*** Opening Data for review ***

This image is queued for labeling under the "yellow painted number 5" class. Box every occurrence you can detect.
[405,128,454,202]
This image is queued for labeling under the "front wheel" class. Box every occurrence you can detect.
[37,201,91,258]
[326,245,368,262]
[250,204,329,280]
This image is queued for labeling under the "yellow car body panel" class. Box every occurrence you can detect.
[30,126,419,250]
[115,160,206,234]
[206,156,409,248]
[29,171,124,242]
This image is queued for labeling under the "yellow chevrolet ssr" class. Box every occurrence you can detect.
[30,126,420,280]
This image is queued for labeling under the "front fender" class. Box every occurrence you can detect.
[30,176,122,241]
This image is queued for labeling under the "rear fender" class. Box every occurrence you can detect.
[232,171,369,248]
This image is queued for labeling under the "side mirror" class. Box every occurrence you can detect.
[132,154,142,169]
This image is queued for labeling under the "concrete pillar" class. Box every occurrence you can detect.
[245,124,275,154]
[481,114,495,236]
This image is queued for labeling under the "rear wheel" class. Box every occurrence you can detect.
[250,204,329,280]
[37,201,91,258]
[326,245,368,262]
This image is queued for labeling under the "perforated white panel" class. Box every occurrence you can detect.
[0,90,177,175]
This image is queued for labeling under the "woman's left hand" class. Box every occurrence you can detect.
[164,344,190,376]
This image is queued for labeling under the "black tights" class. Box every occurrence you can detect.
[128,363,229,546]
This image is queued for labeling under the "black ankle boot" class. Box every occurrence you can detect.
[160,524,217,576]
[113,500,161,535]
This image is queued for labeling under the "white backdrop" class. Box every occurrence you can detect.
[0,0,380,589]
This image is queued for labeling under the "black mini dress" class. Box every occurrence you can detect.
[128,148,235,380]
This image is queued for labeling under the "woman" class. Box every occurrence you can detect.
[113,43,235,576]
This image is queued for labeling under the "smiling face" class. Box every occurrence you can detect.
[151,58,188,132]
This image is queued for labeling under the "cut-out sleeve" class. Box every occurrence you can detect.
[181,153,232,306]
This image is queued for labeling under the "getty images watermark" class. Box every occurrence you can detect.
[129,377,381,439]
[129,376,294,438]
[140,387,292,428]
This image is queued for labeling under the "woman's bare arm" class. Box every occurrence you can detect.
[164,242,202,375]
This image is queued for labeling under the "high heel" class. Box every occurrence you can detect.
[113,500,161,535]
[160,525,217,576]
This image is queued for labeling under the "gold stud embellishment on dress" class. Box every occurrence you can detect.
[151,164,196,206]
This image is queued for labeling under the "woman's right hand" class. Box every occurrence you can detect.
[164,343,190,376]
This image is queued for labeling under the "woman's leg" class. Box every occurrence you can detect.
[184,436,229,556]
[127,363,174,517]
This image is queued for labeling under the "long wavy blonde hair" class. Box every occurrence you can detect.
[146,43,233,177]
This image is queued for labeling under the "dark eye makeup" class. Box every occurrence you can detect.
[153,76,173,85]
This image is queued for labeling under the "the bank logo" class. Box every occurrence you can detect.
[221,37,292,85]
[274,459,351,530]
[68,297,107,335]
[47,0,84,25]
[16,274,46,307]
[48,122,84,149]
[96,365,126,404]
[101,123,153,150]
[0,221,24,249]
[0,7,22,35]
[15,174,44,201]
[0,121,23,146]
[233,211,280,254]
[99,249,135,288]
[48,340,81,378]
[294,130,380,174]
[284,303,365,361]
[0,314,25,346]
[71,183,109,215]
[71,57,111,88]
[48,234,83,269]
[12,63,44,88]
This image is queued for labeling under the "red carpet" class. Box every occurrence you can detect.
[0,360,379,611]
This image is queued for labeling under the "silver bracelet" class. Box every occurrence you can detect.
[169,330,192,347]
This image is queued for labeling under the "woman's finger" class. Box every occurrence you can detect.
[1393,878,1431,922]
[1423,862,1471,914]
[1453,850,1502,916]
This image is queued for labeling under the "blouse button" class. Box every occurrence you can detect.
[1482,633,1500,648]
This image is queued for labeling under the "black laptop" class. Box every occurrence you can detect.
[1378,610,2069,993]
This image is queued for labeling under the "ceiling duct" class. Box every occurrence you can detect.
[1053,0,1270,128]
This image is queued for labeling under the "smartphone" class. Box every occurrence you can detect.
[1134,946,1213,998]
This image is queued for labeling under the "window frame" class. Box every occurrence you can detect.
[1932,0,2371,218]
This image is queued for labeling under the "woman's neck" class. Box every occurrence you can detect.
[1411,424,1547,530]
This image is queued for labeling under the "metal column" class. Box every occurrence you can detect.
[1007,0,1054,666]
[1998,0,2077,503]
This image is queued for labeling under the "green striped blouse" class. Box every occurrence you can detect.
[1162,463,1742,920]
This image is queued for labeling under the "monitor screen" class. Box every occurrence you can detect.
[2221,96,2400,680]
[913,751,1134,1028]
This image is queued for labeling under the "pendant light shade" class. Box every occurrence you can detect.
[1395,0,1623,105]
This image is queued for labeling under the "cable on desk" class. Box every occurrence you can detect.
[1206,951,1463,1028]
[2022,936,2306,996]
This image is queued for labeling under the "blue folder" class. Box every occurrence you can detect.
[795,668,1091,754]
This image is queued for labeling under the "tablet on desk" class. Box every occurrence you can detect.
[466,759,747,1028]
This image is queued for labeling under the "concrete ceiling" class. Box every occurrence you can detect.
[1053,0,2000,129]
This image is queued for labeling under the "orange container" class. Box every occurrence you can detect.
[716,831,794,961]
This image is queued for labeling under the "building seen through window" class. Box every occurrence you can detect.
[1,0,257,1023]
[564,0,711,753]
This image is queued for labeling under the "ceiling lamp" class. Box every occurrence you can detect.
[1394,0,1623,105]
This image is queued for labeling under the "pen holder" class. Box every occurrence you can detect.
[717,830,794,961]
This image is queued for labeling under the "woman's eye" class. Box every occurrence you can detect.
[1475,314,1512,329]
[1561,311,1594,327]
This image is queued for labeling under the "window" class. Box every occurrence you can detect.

*** Closing Data for review ***

## Work item
Please restate the data word for word, every record included.

## Response to this task
This image is queued for labeling under the "yellow painted number 5" class. Box every occurrence you can detect.
[405,128,454,202]
This image is queued for labeling under the "front wheel" class. Box every occurrence you can detect.
[37,201,91,258]
[326,245,368,262]
[250,204,329,280]
This image is queued for labeling under the "yellow car body panel" class. Box every occurrence you can detect.
[30,126,419,250]
[115,160,206,234]
[206,156,409,248]
[29,171,124,242]
This image is queued for labeling under the "yellow chevrolet ssr" class. Box every occurrence you can detect.
[30,126,420,280]
This image is queued for labeling under the "front fender" class. Box every occurrence you can detect.
[30,176,122,241]
This image is queued for labeling under the "rear fender" class. Box every occurrence you can detect.
[232,171,369,248]
This image is queued for labeling under the "side mirror" class. Box every occurrence you can detect.
[132,154,142,169]
This image is queued for labeling under the "concrete pillar" class. Box every occurrence you can detect.
[245,124,275,154]
[481,114,495,236]
This image is queued for labeling under the "rear wheel" class. Box every occurrence you can detect.
[250,204,329,280]
[37,201,91,258]
[326,245,368,262]
This image is queued for labeling under the "perforated white panel" class. Box every occurrence you can detect.
[0,90,177,175]
This image is queued for labeling under the "woman's left hand" class. Box every occurrence you can detect.
[164,344,190,376]
This image is queued for labeling under the "black tights" class. Box every occurrence you can detect.
[128,363,229,546]
This image is queued for labeling under the "black ankle boot" class. Box every occurrence you can detect.
[160,524,217,576]
[113,500,161,535]
This image is queued for labeling under the "white backdrop" class. Box every occurrence you can detect.
[0,0,380,589]
This image is queued for labeling under the "black mini dress" class. Box every occurrence you can detect.
[128,148,235,380]
This image is queued for labeling under the "woman" class. Box every occurrence you can detect.
[113,43,235,576]
This image is queued for labeling under the "smiling face" class. Box every occurrence you can detect.
[151,58,188,132]
This image is queued for labeling under the "cut-out sleeve" class. Box every occurrence you can detect.
[181,153,232,306]
This image is queued for labeling under the "getty images watermark" class. Box every occurrence you can detect.
[129,377,381,439]
[129,376,294,438]
[140,387,292,428]
This image is queued for labeling under the "woman's bare arm" class. Box every occurrence you can detect.
[164,242,202,375]
This image is queued for labeling under the "high heel" class. Box every occurrence you can detect.
[113,500,161,535]
[160,525,217,576]
This image is queued for labeling under the "gold stud embellishment on dress" class. Box every occurrence you can detect.
[151,164,196,206]
This image is queued for labeling under the "woman's right hand" class. Box every occurrence you can detect.
[164,343,190,376]
This image is queued for labeling under the "woman's leg" class. Box every occurrence you can detect.
[184,436,229,556]
[127,363,174,517]
This image is queued for labeling under the "long wavy blonde hair" class. Box every occurrence you can detect.
[146,43,233,177]
This image is queued for labeling under the "dark eye makeup" class. Box every occurrence you can detect.
[153,76,173,85]
This image is queued for labeling under the "the bank logo" class. Box every occurrence you can detect.
[221,37,292,85]
[274,459,351,530]
[68,297,107,335]
[47,0,84,25]
[16,274,46,307]
[48,122,84,149]
[96,365,126,404]
[101,123,153,150]
[0,221,24,249]
[0,7,22,35]
[15,174,44,201]
[0,121,23,146]
[233,211,280,254]
[99,249,135,288]
[48,340,81,378]
[294,130,380,174]
[284,303,365,361]
[0,314,25,346]
[71,183,109,215]
[71,57,111,88]
[48,234,83,269]
[12,63,44,88]
This image is queued for labeling under the "red carpet" class. Box every occurrence you can detect.
[0,360,379,611]
This image is queued for labeling under the "silver bracelet" class. Box every occurrence you can detect.
[169,330,192,347]
This image is queued for labeling under the "woman's finger" class. Box every occurrence you can detect.
[1393,878,1431,922]
[1423,862,1471,914]
[1453,850,1502,916]
This image is queued for labeling under the "blouse button" class. Box every occurrence you can detect.
[1482,633,1500,648]
This image is queued for labeling under the "black laptop" class. Box every occurrence you can detect.
[1378,610,2069,993]
This image is queued for labeling under the "ceiling duct" class. Box every occurrence you can detect.
[1053,0,1270,128]
This image is queued for labeling under the "smartphone" class. Box every occurrence you can detect.
[1134,946,1213,998]
This image is queued for labeling under the "window frame" class. Box every occurrence you can detect.
[1932,0,2371,218]
This image is queued for labeling under the "woman's neck" class. Box every occurrence you can detect.
[1411,424,1547,530]
This image is queued for labeling under the "metal column" class. Box every occurrence you can detect.
[1007,0,1054,666]
[1998,0,2077,503]
This image is queued for labeling under the "green striped blouse" class. Box every occurrence you can detect.
[1162,463,1742,920]
This image is queued for labeling under the "monitor screen" class. Box every occurrence you can detect.
[2221,96,2400,680]
[913,751,1134,1028]
This image is queued for labeling under the "pendant light shade" class. Box every occurrence you can detect.
[1395,0,1623,105]
This image is queued for labeling under the "cable on desk" class. Box every occurrence you can detect.
[1206,951,1463,1028]
[2022,936,2306,996]
This image is queued for labeling under the "blue folder" class. Box every occurrence you can detect.
[795,668,1091,754]
This image is queued for labeling under the "tablet on desk" class. Box every occurrence you can detect.
[466,759,747,1028]
This image is queued for labeling under the "concrete ceiling" class. Box every occurrence you can detect.
[1053,0,2000,129]
This image is queued for labeling under the "orange container" class. Box every occurrence you can detect.
[716,831,794,961]
This image is queued for labeling under the "building seen through window" class. Box every occurrence you can detect.
[1,0,257,1023]
[564,0,711,753]
This image is queued for labeling under the "ceiling lamp" class. Box every occurrence you can detect.
[1394,0,1623,105]
This image is queued for labeling under the "pen holder" class. Box every occurrence you can detect.
[717,830,794,961]
This image is queued for labeling under the "woman's eye" class. Box every occurrence you can detect.
[1475,314,1512,329]
[1561,311,1594,327]
This image is queued for labeling under the "window" class. Box every occurrence you can detect.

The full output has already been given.